TEXT PROVIDED »
• • •
April 2, 2007 – Mapping out the future of GPS

By Steve Bauer
Managing Editor
As more cars come off the assembly line with GPS systems already integrated into the dashboard, many in the powersports industry wonder if motorcycles will follow suit, especially in the touring segment.
Or will GPS units be better suited as aftermarket add-ons since many consumers want technology that can be easily transferred from vehicle to vehicle and beyond?
Considering the expanding benefits that GPS systems will provide, the question isn’t if they’ll fit into the motorcycle market, but what’s the best way to do it?

Integrated Units?
One of the questions surrounding navigational units in motorcycles is whether OEMs plan to integrate these systems into their bikes. According to Gary Gray, product manager for Victory Motorcycles, the answer largely depends on the type of bike.
“As an OEM, if you want a GPS system to be cost effective and not take away from the look of the bike, you have to integrate it into the gauge panel,” he said. “That’s something you’re already seeing on touring bikes, and for that segment I can see it becoming a standard feature in two to three years. Right now, however, it’s mostly offered as an add-on or an option.”
Gray says it’s a much more difficult task to integrate a navigational unit into a cruiser or sport bike, as riders in those market segments are mostly concerned with the look of their motorcycles. At the same time, however, he notes that riders in both segments have shown increasing interest in having a GPS unit for their bikes.
“For cruisers and sport bikes, although there is still a lot of interest, it’s much less likely to see navigation units becoming standard there. More likely they’ll become an option the manufacturer provides for the consumer,” he said. “Because again the guys who ride cruisers are concerned with comfort and style, and if you put a big LCD screen on the handlebars it will detract from that.
“Right now what most people are doing is using a hand-held device that’s bolted onto the bike. It looks kind of clunky, and although they’re not terrible, they’re not as good as they could be, and I think that’s where the future lies for these two segments, somehow integrating a hand-held unit with a factory package.”

An Aftermarket Specialty
As with most customization in the motorcycle industry, GPS aftermarket companies dominate this side of the business. One quick search on the Internet reveals dozens of companies that offer navigational units for every type of motorcycle rider. But as the old adage says, “buyer beware.” Many of these companies offer units that aren’t portable, don’t come with universal mounting brackets and sometimes aren’t even designed for motorcycles.
• • •
ENTRIES SUPPLIED »
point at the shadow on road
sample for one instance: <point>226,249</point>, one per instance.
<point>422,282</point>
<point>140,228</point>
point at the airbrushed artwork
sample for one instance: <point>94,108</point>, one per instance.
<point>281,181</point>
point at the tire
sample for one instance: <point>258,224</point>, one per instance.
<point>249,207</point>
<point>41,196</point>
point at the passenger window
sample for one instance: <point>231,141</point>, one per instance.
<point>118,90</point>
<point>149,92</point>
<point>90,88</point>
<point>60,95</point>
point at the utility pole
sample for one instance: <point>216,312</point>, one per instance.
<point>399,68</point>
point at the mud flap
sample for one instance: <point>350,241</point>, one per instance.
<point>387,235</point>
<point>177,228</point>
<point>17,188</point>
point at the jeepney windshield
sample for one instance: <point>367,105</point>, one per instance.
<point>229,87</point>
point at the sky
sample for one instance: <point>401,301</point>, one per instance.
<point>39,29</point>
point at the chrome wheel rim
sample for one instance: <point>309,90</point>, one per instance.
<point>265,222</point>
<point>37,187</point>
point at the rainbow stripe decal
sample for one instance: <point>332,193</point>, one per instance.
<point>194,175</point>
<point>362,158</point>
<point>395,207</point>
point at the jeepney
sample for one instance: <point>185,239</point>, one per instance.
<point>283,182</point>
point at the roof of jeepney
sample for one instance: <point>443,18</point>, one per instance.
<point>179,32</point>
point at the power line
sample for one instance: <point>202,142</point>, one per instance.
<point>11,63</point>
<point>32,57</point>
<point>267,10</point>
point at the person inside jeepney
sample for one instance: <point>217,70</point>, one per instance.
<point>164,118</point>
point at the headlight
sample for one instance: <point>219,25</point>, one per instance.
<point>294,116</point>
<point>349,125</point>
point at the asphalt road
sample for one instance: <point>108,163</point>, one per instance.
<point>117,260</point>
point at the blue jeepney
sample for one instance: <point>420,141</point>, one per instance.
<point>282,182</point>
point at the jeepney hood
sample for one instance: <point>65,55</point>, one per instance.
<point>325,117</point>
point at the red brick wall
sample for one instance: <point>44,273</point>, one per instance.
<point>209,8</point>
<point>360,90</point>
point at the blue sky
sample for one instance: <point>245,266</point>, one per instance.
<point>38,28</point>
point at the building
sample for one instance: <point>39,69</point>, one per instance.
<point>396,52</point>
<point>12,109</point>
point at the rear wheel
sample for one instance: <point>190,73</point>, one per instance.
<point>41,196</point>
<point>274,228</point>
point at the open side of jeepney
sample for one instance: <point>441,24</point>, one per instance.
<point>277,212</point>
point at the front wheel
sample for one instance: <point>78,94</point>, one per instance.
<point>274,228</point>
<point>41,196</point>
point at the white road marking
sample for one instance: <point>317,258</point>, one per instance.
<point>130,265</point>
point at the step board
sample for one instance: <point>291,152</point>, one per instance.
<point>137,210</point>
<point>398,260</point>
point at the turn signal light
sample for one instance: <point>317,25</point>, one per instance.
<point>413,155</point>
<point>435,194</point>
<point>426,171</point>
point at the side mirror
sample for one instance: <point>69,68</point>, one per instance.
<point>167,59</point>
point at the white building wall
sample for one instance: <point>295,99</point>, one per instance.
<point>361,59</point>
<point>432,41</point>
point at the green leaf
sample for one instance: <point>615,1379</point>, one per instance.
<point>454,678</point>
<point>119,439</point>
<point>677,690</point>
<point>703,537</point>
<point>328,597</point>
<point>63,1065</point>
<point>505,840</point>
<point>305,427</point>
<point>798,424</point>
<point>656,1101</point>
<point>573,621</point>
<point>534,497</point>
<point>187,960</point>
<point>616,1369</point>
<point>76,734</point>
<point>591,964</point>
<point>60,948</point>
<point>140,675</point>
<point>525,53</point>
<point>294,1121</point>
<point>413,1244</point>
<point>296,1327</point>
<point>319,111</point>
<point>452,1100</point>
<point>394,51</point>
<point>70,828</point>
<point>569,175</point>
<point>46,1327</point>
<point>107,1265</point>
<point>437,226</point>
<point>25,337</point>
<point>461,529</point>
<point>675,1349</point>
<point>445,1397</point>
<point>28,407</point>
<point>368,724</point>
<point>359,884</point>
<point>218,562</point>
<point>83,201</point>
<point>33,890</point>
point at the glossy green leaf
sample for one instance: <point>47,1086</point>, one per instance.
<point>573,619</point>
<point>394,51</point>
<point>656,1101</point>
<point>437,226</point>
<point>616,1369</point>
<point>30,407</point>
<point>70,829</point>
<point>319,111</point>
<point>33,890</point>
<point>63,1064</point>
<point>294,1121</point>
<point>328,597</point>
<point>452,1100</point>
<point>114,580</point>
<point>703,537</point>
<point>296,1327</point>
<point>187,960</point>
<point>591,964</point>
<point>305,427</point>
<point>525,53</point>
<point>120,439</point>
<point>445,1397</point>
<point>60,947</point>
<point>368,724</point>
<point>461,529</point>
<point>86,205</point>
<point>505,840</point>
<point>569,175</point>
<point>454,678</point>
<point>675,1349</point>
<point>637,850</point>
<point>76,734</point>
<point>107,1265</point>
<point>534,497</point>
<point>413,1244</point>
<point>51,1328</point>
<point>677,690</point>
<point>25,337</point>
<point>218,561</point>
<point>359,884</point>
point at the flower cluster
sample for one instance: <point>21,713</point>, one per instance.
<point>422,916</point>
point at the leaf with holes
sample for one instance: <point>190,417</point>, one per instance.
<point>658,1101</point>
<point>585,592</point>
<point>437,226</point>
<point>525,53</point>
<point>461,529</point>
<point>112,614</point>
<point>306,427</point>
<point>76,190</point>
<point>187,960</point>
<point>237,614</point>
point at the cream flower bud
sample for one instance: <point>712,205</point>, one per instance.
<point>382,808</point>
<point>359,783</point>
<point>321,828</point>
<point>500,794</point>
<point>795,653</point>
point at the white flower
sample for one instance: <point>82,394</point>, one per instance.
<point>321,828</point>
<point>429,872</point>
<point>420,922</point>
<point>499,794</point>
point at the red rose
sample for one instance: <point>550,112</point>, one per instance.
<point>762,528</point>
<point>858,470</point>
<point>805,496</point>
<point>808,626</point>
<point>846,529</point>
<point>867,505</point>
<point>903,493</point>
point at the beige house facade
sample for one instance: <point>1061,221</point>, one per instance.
• • •
CHALLENGE A »
In the article on GPS for motorcycles, why does Gary Gray expect navigation units to become an option rather than a standard feature on cruisers and sport bikes? Answer in one to three sentences.
CHALLENGE B »
Write the next part of the article on GPS for motorcycles, picking up after its final sentence.

EXERCISE OUTPUT A »
Riders in those segments care mostly about comfort, style and the look of their bikes. A big LCD screen on the handlebars would detract from that, so integrating a unit is much harder than on touring bikes.

EXERCISE OUTPUT B »
Ted Gartner, media relations manager for Garmin, says many buyers fall into the trap of believing that in-dash units are the wave of the future.
“In-dash navigational systems have their place, especially in automobiles. But what we’ve found in market research is that people love to have the option of portability where they can buy a unit, use it anywhere and update it as they need to,” he said. “For example, how many in-dash car phones do you see today? The answer is little to none. Back when cell phones first came on the scene, many people thought it would be a great idea to have a phone in their car. Well, of course it turned out that people wanted to be able to bring their cell phones with them everywhere, too. That same philosophy applies to GPS units, people want the portability, and in-dash units are not only more expensive, but they’re useless for most of the year if you live in a northern climate.”
Gartner points to the automotive industry to illustrate the same problems that motorcycle OEMs would have if they attempted to integrate an in-dash GPS unit into an assembly bike.
“In the automotive industry, the aftermarket navigational units far exceed anything that’s factory installed or in-dash, and the same applies to motorcycles,” he said. “First, aftermarket units are about half the price, and most important, the design time for one of our products is a year, where the design time for an OEM is three years, because they have to create a navigational system while the bike’s still in the planning stages. So what happens is by the time you purchase your new bike, you’ve got a three-year-old navigation unit in it that won’t have the features or the functions that a top-of-the-line portable would have for about half the price.”
Gartner agrees with Gray that the answer lies in combining aftermarket technology with OEM in-dash design.
“We have a bunch of different relationships with OEMs such as Harley and BMW, among others, and we’re also in talks with several more,” Gartner said. “I think the goal for everybody is to give the consumer the option to have a navigational system fit cleanly onto their bike, but at the same time give them the technology, features and portability they want.”
Gartner points to the success his company has had with its Zumo, a GPS unit designed specifically for motorcycles, but that also comes standard with a mount that riders can use for their car.
“The Zumo has a touch screen, and the buttons are designed to be big so if you’re riding with gloves you can still use it easily,” he said. “It’s got Bluetooth, so if you have a Bluetooth helmet, you don’t have to take your helmet off to pick up your phone, etc. It also has MP3 capability, instant weather reports and the ability to route you around traffic jams or construction. So although it’s designed for motorcyclists, it’s easy to see how smoothly it transitions for use in an automobile. I certainly can see aftermarket companies teaming with OEMs to create a unit that will seamlessly fit onto a bike yet be as portable as any hand-held device on the market now.”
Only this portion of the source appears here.